Stated goal => From the line containing "In this exercise you will find the hand" through the last line of the entries below, repeat each line word for word and leave out the rest.

Material for this task =>
/---
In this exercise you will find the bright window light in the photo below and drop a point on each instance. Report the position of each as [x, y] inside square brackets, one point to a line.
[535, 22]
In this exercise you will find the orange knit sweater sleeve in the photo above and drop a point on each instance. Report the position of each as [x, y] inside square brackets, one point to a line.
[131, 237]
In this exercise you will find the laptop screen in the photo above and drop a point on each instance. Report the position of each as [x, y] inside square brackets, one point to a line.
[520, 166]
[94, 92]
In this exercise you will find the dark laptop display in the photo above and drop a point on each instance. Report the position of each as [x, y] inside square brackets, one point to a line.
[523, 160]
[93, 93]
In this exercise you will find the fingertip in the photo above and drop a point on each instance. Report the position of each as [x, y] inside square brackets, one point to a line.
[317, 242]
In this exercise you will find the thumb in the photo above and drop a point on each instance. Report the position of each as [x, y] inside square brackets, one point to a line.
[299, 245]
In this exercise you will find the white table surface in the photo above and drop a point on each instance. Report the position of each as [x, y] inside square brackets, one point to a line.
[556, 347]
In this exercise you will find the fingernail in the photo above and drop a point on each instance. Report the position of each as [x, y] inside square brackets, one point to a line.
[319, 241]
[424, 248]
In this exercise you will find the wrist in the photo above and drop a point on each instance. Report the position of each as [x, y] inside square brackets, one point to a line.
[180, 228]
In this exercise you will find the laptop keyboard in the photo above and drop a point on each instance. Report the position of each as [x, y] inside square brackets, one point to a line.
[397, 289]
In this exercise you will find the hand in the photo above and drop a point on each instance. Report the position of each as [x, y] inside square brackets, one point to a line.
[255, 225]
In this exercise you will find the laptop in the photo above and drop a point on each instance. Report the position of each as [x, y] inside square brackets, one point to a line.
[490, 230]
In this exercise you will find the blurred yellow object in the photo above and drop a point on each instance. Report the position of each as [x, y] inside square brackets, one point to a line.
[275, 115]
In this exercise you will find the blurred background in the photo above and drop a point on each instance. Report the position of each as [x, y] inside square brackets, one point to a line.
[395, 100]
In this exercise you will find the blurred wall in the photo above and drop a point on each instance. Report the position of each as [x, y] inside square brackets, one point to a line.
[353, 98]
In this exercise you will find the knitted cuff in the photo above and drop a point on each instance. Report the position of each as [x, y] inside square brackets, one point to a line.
\---
Answer in full =>
In this exercise you will find the hand in the photo above and drop a point on each instance. Report the position of each as [x, y] inside square brackets, one point to a line.
[255, 225]
In this exercise you will find the laptop in the photo above and drop a point on each instance. Report the position of each as [x, y] inside square brackets, one point to a line.
[490, 230]
In this exercise you will find the blurred yellow object in the photo above and drop a point on each instance. Report the position of each as [x, y] inside square brackets, one point to a line.
[275, 115]
In this exercise you will find the blurred background in the photo above and drop a point on each instance. Report the position of each as [x, y] inside square brackets, one point to a line.
[395, 100]
In this exercise you will find the blurred wall in the photo above and drop a point on each instance. Report the position of each as [x, y] inside square brackets, one point to a line.
[353, 98]
In this exercise you will find the knitted cuff in the photo above and drop a point on each instance. Report the position of each as [x, y] inside square brackets, one point to a line.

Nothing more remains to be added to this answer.